- _Required work_: Each line of the material must be returned exactly.

- _Provided records_:

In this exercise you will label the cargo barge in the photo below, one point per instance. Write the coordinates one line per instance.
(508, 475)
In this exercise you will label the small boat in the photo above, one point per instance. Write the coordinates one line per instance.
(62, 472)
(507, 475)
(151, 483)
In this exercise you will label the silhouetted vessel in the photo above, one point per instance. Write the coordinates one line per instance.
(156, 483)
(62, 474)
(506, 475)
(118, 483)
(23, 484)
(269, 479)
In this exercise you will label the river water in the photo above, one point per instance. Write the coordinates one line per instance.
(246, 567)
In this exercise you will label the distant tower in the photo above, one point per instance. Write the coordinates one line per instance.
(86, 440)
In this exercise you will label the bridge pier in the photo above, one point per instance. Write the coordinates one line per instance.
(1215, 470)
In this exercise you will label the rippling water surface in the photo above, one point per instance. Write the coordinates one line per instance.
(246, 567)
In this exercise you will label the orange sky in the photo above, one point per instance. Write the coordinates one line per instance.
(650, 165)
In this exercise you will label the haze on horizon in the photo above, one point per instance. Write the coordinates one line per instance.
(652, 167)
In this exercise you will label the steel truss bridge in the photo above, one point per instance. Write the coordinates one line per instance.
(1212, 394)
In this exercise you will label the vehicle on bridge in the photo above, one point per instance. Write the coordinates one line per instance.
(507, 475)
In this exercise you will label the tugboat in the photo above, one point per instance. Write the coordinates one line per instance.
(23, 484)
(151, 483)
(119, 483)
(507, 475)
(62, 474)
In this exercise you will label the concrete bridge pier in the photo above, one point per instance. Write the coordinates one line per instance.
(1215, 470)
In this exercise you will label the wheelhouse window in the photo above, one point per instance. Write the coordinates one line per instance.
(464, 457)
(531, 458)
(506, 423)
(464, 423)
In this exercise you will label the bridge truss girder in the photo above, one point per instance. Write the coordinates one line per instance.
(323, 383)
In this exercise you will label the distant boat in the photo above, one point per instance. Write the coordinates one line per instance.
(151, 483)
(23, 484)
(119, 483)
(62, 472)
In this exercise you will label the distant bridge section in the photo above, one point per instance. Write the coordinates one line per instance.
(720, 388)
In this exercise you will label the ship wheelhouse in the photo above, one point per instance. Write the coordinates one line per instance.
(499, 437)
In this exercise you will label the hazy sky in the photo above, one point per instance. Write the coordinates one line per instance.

- _Result for this task_:
In this exercise you will label the cargo barge in the photo below, one point per instance. Write the coordinates one line per instance.
(508, 475)
In this exercise you will label the small boat in the photo above, one point per instance. Write the coordinates one line per instance.
(62, 472)
(507, 475)
(151, 483)
In this exercise you will label the silhouetted vessel in the photo above, one point per instance. Write the coordinates one line per instance.
(156, 483)
(62, 474)
(506, 475)
(118, 483)
(23, 484)
(269, 479)
In this exercise you will label the river water in the photo above, one point per instance. Write the coordinates one line per instance.
(246, 567)
In this exercise you will label the distant tower in the photo above, one point per instance. Write the coordinates one line per instance.
(86, 440)
In this exercise you will label the bridge pier in the photo above, one point per instance. Write the coordinates one line per instance.
(1215, 470)
In this exercise you will label the rippling water surface in the photo above, one point per instance. Write the coordinates one line per instance.
(246, 567)
In this exercise you will label the orange sky in the photo above, one point per instance. Write the coordinates one line per instance.
(650, 165)
In this exercise you will label the haze on horizon in the photo above, one point per instance. Write the coordinates one line per instance.
(652, 167)
In this exercise you will label the steel truss bridge in the photo above, one point per instance. Write the coordinates one line per instance.
(1212, 394)
In this exercise you will label the vehicle on bridge in the photo above, one point per instance. Write the coordinates one line per instance.
(507, 475)
In this exercise you will label the tugboat in the photo above, one point per instance. Write the coordinates one line per instance.
(23, 484)
(151, 483)
(119, 483)
(507, 475)
(62, 474)
In this exercise you will label the concrete bridge pier in the photo above, one point per instance. Write the coordinates one line per instance.
(1215, 470)
In this exercise you will label the wheelhouse window in the photo above, one point per instance. Write the coordinates one line per instance.
(464, 457)
(531, 458)
(506, 423)
(464, 423)
In this exercise you will label the bridge truss girder in the photo above, one point per instance. Write the coordinates one line per instance.
(323, 383)
In this exercise you will label the distant boat in the photo above, one point per instance. Write the coordinates one line per instance.
(151, 483)
(23, 484)
(119, 483)
(62, 472)
In this exercise you will label the distant bridge section in the photo above, one point per instance. Write the coordinates one line per instance.
(720, 388)
In this exercise you will label the ship wheelhouse in the photo above, one point per instance. Write the coordinates one line per instance.
(499, 437)
In this exercise you will label the hazy sky in the photo above, one point per instance. Write the coordinates one line per instance.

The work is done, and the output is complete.